[Data extracted from a collection]

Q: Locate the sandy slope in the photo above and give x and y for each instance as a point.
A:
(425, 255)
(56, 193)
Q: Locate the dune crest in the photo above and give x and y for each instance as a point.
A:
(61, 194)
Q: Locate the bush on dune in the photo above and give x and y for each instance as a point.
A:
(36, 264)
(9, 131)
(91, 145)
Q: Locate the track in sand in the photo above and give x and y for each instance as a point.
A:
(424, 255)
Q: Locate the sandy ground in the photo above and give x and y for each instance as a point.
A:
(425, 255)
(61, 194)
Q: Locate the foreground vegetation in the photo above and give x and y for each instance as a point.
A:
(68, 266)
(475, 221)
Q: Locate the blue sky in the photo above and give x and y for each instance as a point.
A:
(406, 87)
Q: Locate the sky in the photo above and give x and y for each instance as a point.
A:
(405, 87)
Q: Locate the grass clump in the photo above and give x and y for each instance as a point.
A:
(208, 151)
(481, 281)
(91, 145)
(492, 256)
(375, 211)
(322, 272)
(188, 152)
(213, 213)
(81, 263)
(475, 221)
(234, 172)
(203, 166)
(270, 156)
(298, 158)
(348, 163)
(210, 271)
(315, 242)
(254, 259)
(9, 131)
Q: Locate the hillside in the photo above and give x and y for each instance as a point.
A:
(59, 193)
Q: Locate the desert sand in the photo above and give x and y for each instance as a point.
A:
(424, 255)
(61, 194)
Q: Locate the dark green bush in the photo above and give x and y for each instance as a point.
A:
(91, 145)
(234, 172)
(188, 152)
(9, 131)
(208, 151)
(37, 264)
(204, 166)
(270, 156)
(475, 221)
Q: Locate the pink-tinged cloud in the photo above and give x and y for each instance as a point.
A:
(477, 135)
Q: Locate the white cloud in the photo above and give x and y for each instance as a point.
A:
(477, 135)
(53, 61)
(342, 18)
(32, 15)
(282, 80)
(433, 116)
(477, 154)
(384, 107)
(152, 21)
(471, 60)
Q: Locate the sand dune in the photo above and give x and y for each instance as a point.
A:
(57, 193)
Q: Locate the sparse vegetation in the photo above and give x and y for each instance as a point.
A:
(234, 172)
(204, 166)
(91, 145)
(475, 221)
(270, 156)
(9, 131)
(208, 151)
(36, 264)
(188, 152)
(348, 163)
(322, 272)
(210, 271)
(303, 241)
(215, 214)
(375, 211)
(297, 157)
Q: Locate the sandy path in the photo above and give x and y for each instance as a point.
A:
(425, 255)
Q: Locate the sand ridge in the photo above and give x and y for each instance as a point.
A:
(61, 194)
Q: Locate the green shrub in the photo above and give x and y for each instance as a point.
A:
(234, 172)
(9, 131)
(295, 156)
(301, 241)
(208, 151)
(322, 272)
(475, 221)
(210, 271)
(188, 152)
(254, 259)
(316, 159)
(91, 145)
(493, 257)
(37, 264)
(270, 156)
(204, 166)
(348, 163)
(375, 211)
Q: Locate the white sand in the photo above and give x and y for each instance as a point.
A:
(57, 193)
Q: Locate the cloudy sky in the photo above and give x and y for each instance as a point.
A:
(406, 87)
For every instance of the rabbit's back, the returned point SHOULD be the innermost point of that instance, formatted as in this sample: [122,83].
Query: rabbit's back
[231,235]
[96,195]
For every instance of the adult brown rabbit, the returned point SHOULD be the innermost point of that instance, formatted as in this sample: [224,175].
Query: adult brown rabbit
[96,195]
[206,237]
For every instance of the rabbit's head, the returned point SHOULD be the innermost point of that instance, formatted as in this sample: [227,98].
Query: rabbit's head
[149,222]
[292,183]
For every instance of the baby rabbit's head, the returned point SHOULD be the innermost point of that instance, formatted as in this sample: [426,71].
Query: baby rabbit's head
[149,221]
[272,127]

==

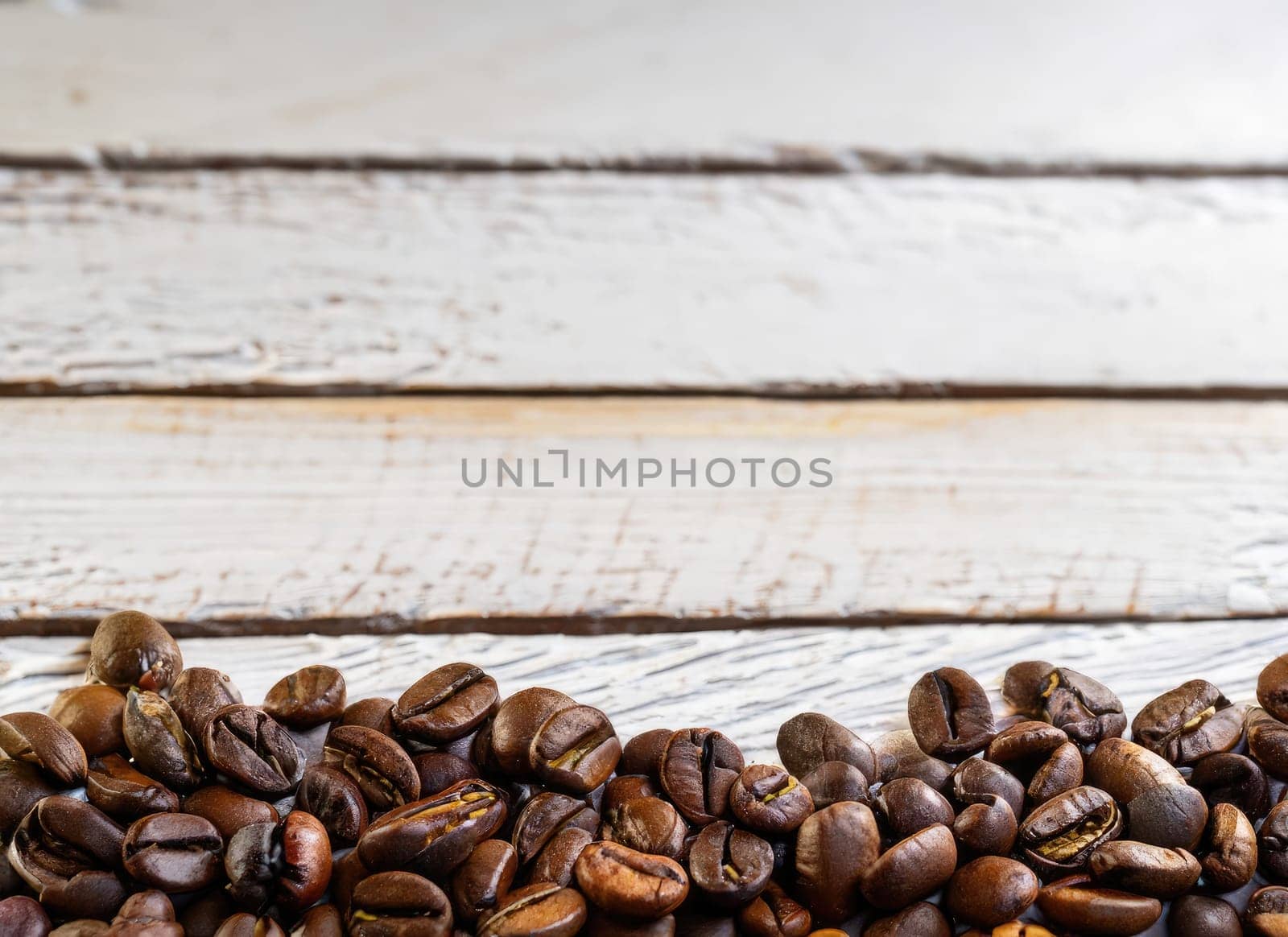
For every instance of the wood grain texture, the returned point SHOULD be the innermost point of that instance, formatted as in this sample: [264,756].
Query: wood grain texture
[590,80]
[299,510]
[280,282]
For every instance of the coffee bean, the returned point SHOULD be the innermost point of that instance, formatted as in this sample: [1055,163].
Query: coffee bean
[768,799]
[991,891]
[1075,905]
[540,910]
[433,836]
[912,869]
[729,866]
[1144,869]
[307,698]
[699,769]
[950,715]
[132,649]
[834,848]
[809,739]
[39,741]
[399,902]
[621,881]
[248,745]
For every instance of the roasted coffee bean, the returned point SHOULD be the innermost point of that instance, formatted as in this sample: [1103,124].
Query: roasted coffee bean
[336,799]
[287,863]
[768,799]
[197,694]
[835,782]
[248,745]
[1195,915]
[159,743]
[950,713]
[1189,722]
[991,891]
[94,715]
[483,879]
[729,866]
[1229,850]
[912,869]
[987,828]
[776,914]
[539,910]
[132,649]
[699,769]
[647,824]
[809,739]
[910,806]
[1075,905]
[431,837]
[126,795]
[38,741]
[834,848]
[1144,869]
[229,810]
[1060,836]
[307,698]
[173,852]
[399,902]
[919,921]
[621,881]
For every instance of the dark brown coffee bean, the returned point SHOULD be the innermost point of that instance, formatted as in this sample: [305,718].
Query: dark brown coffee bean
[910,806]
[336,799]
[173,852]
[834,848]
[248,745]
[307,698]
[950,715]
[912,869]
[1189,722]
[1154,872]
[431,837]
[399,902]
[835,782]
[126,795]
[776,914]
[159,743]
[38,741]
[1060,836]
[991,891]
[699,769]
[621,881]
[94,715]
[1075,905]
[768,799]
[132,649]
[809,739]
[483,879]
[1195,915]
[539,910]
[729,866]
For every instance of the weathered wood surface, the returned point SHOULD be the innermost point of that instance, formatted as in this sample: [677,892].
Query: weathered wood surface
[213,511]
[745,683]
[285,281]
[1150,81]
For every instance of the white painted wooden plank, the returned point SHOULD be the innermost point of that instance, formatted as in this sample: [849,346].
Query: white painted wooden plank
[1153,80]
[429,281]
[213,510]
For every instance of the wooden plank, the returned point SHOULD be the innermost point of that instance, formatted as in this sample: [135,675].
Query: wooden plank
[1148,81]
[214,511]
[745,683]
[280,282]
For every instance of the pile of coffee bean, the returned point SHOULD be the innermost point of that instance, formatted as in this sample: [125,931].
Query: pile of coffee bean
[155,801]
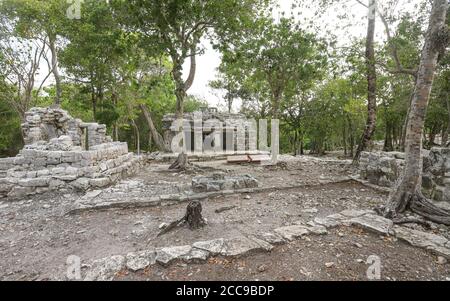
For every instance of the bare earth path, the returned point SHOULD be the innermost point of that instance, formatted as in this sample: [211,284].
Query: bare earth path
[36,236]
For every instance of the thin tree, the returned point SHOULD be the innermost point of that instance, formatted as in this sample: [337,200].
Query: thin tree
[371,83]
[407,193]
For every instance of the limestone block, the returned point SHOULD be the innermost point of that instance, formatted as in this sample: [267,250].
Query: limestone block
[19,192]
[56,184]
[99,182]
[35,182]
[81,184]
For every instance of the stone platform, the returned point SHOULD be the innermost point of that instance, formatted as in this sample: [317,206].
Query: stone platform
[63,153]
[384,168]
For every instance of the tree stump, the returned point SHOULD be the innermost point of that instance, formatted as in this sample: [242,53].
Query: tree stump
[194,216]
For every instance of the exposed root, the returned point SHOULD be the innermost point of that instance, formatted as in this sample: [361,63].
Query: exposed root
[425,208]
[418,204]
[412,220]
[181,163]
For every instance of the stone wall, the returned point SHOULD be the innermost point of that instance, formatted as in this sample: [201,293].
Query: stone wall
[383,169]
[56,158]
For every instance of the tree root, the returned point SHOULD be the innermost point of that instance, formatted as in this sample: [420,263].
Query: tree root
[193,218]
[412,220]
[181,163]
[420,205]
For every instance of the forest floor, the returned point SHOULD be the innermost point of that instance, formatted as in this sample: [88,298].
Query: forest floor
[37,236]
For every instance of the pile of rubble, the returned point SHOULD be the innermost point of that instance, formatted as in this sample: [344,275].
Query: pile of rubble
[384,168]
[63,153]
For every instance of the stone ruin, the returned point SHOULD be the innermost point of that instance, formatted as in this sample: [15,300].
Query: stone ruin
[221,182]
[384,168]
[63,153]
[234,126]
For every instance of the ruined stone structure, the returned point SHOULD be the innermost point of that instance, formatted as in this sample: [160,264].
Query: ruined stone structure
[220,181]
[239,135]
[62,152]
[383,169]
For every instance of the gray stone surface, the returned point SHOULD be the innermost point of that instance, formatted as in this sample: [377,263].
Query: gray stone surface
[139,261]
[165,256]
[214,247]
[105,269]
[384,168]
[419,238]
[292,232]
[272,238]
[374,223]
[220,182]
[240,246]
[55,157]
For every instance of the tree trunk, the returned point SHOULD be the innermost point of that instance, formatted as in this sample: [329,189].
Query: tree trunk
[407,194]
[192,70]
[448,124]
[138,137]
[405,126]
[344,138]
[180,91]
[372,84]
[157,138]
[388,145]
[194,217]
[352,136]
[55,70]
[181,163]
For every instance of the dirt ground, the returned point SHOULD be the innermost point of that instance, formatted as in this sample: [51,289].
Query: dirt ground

### Task brief
Each line above that contains the word "vegetation" should be counted, and only the total given.

### Response to this exercise
2